YOUR INSTRUCTIONS: Once the line with "[mark] the tree-covered" is found, repeat exactly that line and every one after it until the data below ends, including the last line.

SUPPLIED RECORDS below:

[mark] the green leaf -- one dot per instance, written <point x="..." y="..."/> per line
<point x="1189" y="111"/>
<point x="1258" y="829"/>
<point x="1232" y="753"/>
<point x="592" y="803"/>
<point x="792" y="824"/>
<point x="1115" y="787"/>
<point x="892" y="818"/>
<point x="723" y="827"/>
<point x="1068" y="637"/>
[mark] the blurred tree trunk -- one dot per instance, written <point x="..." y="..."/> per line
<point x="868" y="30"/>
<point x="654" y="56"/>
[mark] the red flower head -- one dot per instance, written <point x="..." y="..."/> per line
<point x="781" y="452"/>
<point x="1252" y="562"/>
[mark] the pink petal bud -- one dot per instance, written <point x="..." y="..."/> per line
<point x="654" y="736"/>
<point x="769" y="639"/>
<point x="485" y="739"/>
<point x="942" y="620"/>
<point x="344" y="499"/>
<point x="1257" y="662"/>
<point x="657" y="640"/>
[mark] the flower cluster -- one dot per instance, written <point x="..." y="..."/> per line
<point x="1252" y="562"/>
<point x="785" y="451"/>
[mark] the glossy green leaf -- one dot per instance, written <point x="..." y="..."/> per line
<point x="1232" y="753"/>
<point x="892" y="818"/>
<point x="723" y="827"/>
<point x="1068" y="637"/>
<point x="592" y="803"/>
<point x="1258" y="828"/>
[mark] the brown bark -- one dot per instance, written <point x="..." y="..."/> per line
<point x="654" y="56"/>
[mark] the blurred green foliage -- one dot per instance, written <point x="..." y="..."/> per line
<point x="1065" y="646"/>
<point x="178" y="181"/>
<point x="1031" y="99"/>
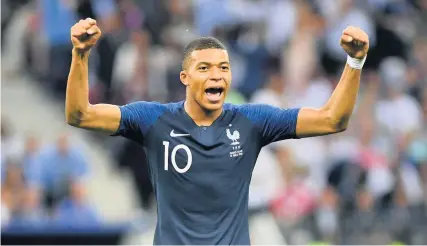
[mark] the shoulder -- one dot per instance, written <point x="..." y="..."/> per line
<point x="153" y="107"/>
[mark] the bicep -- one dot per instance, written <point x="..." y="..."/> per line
<point x="101" y="117"/>
<point x="314" y="122"/>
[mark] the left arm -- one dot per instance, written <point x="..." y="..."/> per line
<point x="334" y="116"/>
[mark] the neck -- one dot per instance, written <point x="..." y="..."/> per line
<point x="200" y="116"/>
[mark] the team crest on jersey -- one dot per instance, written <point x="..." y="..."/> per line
<point x="234" y="137"/>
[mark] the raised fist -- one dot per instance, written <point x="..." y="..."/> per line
<point x="355" y="42"/>
<point x="85" y="34"/>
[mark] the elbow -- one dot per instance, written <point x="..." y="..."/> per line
<point x="338" y="123"/>
<point x="74" y="118"/>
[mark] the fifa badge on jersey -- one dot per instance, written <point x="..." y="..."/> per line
<point x="235" y="144"/>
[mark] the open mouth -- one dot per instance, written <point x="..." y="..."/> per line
<point x="214" y="93"/>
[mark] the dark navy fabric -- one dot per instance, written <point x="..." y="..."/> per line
<point x="201" y="174"/>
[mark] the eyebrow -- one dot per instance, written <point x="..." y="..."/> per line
<point x="208" y="63"/>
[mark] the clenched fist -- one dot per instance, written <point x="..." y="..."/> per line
<point x="85" y="34"/>
<point x="355" y="42"/>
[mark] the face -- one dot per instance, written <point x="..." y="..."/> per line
<point x="207" y="77"/>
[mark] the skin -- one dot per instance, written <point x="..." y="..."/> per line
<point x="208" y="68"/>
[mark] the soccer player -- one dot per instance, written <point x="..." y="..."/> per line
<point x="201" y="152"/>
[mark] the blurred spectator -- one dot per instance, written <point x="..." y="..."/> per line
<point x="74" y="208"/>
<point x="63" y="165"/>
<point x="18" y="201"/>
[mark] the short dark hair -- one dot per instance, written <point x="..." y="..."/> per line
<point x="201" y="43"/>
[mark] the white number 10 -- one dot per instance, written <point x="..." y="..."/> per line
<point x="174" y="150"/>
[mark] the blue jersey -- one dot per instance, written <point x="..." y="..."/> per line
<point x="201" y="175"/>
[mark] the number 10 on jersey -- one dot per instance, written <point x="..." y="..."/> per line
<point x="173" y="157"/>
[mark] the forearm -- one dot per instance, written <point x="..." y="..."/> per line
<point x="77" y="95"/>
<point x="341" y="104"/>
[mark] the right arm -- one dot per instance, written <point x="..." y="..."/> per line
<point x="78" y="111"/>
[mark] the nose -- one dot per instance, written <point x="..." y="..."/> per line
<point x="216" y="74"/>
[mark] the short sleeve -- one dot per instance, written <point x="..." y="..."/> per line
<point x="274" y="123"/>
<point x="137" y="118"/>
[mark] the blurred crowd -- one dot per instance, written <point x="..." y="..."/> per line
<point x="367" y="185"/>
<point x="42" y="184"/>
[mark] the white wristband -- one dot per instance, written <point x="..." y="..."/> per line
<point x="355" y="63"/>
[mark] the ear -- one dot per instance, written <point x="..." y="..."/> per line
<point x="183" y="76"/>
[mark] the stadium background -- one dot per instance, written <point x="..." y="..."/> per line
<point x="367" y="185"/>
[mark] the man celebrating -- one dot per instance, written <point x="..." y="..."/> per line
<point x="201" y="152"/>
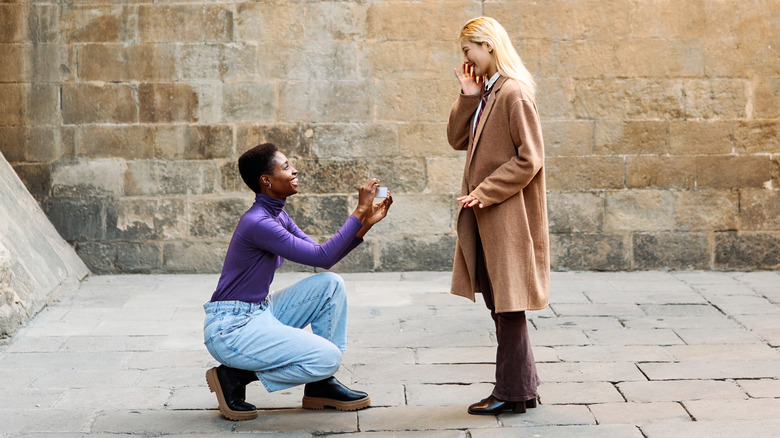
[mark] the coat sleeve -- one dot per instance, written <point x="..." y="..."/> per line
<point x="458" y="125"/>
<point x="514" y="175"/>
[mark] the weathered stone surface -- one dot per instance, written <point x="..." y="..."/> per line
<point x="631" y="137"/>
<point x="86" y="103"/>
<point x="732" y="172"/>
<point x="575" y="212"/>
<point x="588" y="251"/>
<point x="683" y="250"/>
<point x="435" y="252"/>
<point x="747" y="250"/>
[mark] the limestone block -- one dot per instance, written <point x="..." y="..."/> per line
<point x="417" y="215"/>
<point x="167" y="103"/>
<point x="730" y="172"/>
<point x="741" y="251"/>
<point x="206" y="23"/>
<point x="304" y="61"/>
<point x="331" y="176"/>
<point x="630" y="137"/>
<point x="105" y="103"/>
<point x="567" y="138"/>
<point x="420" y="60"/>
<point x="706" y="210"/>
<point x="583" y="59"/>
<point x="433" y="21"/>
<point x="146" y="219"/>
<point x="765" y="97"/>
<point x="399" y="175"/>
<point x="15" y="19"/>
<point x="131" y="62"/>
<point x="248" y="102"/>
<point x="205" y="142"/>
<point x="83" y="177"/>
<point x="153" y="177"/>
<point x="423" y="101"/>
<point x="11" y="104"/>
<point x="336" y="21"/>
<point x="318" y="215"/>
<point x="575" y="212"/>
<point x="228" y="61"/>
<point x="425" y="140"/>
<point x="352" y="140"/>
<point x="292" y="140"/>
<point x="200" y="257"/>
<point x="331" y="101"/>
<point x="445" y="174"/>
<point x="700" y="137"/>
<point x="131" y="141"/>
<point x="36" y="177"/>
<point x="15" y="66"/>
<point x="580" y="251"/>
<point x="757" y="136"/>
<point x="759" y="210"/>
<point x="639" y="210"/>
<point x="628" y="98"/>
<point x="436" y="253"/>
<point x="98" y="23"/>
<point x="584" y="173"/>
<point x="660" y="172"/>
<point x="216" y="218"/>
<point x="42" y="104"/>
<point x="664" y="250"/>
<point x="266" y="21"/>
<point x="660" y="58"/>
<point x="555" y="97"/>
<point x="715" y="98"/>
<point x="77" y="219"/>
<point x="669" y="20"/>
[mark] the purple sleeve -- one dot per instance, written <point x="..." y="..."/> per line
<point x="275" y="238"/>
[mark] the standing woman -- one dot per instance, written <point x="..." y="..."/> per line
<point x="503" y="245"/>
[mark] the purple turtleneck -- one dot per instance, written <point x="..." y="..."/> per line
<point x="264" y="237"/>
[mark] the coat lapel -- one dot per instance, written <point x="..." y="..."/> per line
<point x="485" y="114"/>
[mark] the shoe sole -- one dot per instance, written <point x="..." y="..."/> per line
<point x="215" y="387"/>
<point x="319" y="403"/>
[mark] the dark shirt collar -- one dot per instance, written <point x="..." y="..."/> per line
<point x="273" y="205"/>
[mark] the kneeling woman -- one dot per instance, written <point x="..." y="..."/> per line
<point x="258" y="335"/>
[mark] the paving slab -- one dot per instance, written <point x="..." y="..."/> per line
<point x="619" y="355"/>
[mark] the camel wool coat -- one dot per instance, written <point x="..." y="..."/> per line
<point x="505" y="172"/>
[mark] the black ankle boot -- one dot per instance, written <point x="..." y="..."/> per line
<point x="331" y="392"/>
<point x="230" y="386"/>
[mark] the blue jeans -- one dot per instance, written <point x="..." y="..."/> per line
<point x="268" y="338"/>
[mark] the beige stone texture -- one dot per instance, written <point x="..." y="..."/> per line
<point x="733" y="172"/>
<point x="567" y="138"/>
<point x="120" y="62"/>
<point x="678" y="172"/>
<point x="584" y="173"/>
<point x="700" y="137"/>
<point x="706" y="210"/>
<point x="630" y="137"/>
<point x="639" y="210"/>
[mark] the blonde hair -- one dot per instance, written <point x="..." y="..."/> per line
<point x="487" y="30"/>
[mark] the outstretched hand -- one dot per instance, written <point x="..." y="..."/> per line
<point x="470" y="83"/>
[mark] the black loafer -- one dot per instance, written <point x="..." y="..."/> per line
<point x="332" y="393"/>
<point x="230" y="386"/>
<point x="494" y="406"/>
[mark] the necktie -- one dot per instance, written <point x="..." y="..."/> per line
<point x="485" y="95"/>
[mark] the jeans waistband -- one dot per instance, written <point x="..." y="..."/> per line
<point x="234" y="307"/>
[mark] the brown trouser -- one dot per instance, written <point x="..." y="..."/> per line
<point x="516" y="377"/>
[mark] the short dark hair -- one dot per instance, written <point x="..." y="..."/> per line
<point x="256" y="162"/>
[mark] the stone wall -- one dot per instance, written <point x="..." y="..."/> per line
<point x="660" y="118"/>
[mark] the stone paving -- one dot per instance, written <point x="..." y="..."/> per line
<point x="642" y="354"/>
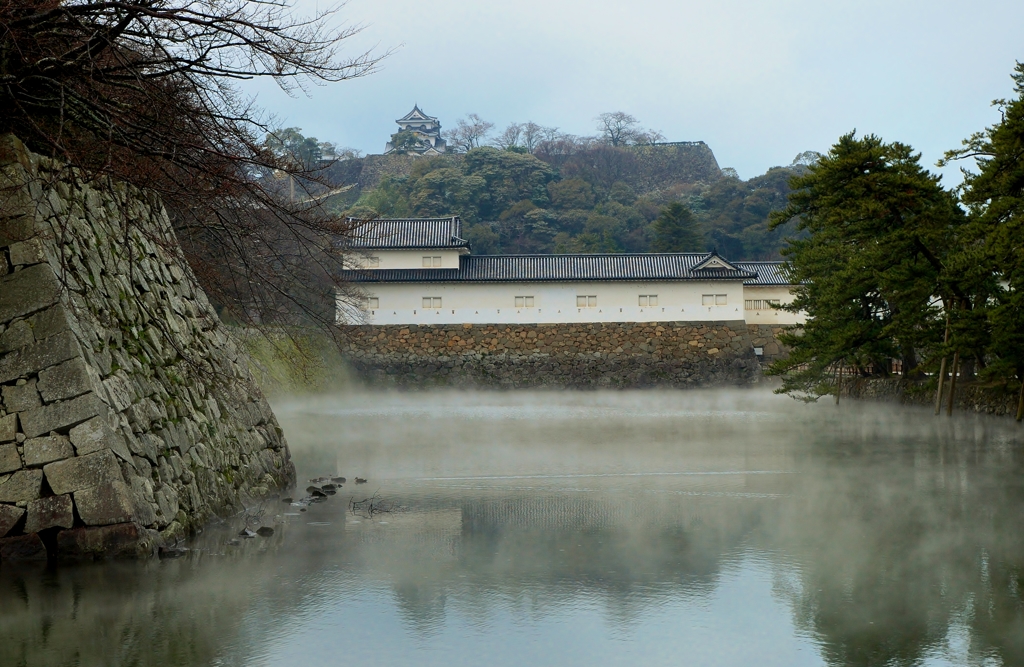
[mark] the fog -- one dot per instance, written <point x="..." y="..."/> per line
<point x="725" y="528"/>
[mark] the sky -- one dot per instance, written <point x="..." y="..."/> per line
<point x="758" y="81"/>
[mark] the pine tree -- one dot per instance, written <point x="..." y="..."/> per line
<point x="677" y="231"/>
<point x="994" y="247"/>
<point x="878" y="226"/>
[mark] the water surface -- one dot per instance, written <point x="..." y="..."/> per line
<point x="700" y="528"/>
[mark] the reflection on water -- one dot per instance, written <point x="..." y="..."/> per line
<point x="555" y="529"/>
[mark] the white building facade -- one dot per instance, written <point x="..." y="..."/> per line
<point x="422" y="272"/>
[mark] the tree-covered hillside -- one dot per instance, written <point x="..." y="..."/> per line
<point x="601" y="199"/>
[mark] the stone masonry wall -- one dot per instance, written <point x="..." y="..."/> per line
<point x="127" y="413"/>
<point x="600" y="355"/>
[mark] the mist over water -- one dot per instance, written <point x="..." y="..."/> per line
<point x="659" y="528"/>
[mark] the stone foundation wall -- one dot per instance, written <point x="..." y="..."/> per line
<point x="765" y="337"/>
<point x="127" y="413"/>
<point x="598" y="355"/>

End of SUPPLIED RECORDS.

OUTPUT OF THE TASK:
[mark] the tree-covered hillside -- one dot per instance, written <point x="..." y="..."/> per line
<point x="601" y="199"/>
[mark] the stone masonry wall -- one dot per instance, written <point x="..." y="..."/> per line
<point x="127" y="413"/>
<point x="600" y="355"/>
[mark] the mist over water -- one dot per instance, written <point x="..." y="..."/> per line
<point x="659" y="528"/>
[mark] the stone foundation wall -- one dot per instance, written <point x="..." y="..."/> per line
<point x="765" y="337"/>
<point x="127" y="413"/>
<point x="598" y="355"/>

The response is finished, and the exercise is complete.